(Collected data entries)
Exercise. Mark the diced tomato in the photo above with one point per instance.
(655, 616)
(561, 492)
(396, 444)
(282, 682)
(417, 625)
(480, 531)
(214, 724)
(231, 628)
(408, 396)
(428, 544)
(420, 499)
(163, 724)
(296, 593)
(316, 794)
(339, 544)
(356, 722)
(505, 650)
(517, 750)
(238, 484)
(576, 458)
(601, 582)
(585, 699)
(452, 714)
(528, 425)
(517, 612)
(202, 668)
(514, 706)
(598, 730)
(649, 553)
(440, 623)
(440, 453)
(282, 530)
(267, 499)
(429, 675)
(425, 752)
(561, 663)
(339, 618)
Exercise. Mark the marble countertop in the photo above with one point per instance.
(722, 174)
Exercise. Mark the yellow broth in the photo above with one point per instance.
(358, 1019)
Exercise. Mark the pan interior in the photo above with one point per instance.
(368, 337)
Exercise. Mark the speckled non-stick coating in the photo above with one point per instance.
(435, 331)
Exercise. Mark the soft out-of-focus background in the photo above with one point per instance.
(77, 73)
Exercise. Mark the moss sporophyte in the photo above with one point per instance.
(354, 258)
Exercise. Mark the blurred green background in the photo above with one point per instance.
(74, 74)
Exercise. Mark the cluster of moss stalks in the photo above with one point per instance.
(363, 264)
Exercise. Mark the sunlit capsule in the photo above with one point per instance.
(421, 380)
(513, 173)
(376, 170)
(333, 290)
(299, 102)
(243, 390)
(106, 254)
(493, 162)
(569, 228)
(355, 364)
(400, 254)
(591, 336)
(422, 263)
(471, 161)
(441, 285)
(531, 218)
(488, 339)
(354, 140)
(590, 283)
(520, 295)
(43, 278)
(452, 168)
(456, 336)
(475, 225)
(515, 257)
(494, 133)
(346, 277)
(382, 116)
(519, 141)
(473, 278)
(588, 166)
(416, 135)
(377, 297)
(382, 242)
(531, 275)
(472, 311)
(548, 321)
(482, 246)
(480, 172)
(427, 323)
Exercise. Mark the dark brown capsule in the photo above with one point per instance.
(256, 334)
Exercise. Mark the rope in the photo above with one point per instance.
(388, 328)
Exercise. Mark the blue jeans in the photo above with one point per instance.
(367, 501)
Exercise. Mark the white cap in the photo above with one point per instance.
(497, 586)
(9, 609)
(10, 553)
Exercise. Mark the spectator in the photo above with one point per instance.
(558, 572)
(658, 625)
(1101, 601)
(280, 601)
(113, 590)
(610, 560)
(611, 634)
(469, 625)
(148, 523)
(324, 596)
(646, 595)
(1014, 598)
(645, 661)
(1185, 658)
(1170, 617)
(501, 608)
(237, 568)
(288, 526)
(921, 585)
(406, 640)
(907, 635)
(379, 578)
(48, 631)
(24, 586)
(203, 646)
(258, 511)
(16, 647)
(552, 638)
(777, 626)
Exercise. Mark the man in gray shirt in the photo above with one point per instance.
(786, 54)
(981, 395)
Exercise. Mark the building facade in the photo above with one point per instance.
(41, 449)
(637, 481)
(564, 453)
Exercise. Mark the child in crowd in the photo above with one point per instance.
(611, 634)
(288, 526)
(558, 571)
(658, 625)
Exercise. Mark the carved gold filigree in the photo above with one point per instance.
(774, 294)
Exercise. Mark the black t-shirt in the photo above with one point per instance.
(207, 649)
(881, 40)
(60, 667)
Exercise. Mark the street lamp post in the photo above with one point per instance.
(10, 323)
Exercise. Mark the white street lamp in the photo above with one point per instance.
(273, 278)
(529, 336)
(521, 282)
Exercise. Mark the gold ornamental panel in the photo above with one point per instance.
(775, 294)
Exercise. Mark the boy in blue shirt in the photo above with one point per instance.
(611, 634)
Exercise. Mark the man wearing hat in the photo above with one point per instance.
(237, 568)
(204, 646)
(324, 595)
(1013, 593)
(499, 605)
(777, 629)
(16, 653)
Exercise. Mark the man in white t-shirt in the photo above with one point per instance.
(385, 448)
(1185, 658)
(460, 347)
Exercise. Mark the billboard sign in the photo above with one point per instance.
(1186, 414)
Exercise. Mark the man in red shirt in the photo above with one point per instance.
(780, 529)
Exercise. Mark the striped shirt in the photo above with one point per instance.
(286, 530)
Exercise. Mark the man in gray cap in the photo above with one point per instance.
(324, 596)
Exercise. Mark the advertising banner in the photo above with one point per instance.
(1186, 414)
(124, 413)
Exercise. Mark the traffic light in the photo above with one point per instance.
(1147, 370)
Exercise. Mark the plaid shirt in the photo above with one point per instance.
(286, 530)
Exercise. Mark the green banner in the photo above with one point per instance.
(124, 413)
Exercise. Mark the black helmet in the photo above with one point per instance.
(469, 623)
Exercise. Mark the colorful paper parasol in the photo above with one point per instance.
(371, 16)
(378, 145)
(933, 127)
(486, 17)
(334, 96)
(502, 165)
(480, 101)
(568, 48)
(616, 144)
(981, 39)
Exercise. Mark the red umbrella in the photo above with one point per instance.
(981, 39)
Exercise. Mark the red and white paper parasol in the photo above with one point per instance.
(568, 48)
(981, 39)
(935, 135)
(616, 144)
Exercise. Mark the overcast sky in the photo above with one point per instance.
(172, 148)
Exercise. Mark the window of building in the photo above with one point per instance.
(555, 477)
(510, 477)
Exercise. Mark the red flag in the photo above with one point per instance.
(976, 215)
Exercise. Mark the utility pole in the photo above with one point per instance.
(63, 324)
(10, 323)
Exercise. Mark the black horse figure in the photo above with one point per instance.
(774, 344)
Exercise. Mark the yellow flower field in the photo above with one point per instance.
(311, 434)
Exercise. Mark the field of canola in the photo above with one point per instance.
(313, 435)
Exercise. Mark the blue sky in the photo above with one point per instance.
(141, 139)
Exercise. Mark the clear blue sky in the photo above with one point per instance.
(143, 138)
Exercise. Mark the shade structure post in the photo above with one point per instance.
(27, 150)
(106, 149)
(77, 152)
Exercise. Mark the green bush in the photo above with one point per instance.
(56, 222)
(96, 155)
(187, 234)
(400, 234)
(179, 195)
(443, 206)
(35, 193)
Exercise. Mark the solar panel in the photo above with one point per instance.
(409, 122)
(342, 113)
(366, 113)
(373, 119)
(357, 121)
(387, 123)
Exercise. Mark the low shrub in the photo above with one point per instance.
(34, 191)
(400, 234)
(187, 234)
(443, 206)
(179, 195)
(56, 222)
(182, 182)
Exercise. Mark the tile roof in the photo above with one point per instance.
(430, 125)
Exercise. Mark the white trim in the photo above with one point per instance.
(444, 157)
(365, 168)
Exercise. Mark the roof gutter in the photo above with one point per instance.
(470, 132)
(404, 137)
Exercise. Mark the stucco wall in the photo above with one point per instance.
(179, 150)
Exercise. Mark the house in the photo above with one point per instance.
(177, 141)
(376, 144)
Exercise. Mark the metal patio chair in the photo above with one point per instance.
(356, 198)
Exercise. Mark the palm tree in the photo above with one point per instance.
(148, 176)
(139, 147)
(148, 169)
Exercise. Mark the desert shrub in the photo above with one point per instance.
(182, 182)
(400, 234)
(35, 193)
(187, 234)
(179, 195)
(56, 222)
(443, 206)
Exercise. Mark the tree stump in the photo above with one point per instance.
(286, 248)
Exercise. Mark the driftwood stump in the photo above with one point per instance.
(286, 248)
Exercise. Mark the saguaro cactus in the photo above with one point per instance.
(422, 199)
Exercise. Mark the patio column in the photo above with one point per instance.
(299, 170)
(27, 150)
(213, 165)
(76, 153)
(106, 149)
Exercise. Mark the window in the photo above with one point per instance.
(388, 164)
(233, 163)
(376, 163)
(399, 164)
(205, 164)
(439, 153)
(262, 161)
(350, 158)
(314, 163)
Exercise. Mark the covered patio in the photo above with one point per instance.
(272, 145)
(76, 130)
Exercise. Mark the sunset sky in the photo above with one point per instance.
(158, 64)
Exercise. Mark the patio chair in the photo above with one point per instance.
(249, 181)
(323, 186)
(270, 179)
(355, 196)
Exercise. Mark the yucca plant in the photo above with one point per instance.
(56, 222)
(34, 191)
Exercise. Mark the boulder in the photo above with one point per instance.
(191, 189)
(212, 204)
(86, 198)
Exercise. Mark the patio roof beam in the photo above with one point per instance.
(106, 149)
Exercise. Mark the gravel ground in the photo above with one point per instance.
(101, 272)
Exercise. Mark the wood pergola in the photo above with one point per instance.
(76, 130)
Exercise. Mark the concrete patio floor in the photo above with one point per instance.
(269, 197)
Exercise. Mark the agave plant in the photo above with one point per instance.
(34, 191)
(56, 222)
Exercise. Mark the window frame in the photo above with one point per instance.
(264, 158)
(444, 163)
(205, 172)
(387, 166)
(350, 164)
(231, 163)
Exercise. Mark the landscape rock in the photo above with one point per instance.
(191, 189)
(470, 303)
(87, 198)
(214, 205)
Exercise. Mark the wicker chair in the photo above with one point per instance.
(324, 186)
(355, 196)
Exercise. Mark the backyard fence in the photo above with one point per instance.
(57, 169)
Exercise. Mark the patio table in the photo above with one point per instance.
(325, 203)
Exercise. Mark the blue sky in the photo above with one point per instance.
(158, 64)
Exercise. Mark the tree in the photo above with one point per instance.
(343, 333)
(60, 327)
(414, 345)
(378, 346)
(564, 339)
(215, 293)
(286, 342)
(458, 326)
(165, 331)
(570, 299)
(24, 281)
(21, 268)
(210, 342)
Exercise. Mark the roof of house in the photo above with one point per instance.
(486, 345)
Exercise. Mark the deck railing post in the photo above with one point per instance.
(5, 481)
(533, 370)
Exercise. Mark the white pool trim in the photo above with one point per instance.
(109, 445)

EXERCISE: Each of the lines from the one holding "Exercise. Mark the roof of" through the final line of the entries is to be set down exactly, and no others.

TASK RESULT:
Exercise. Mark the roof of house in the photo above with one point per instance.
(486, 345)
Exercise. Mark the deck railing post in the photo above with one point per instance.
(5, 481)
(533, 370)
Exercise. Mark the white pool trim in the photo above with one point per instance.
(109, 445)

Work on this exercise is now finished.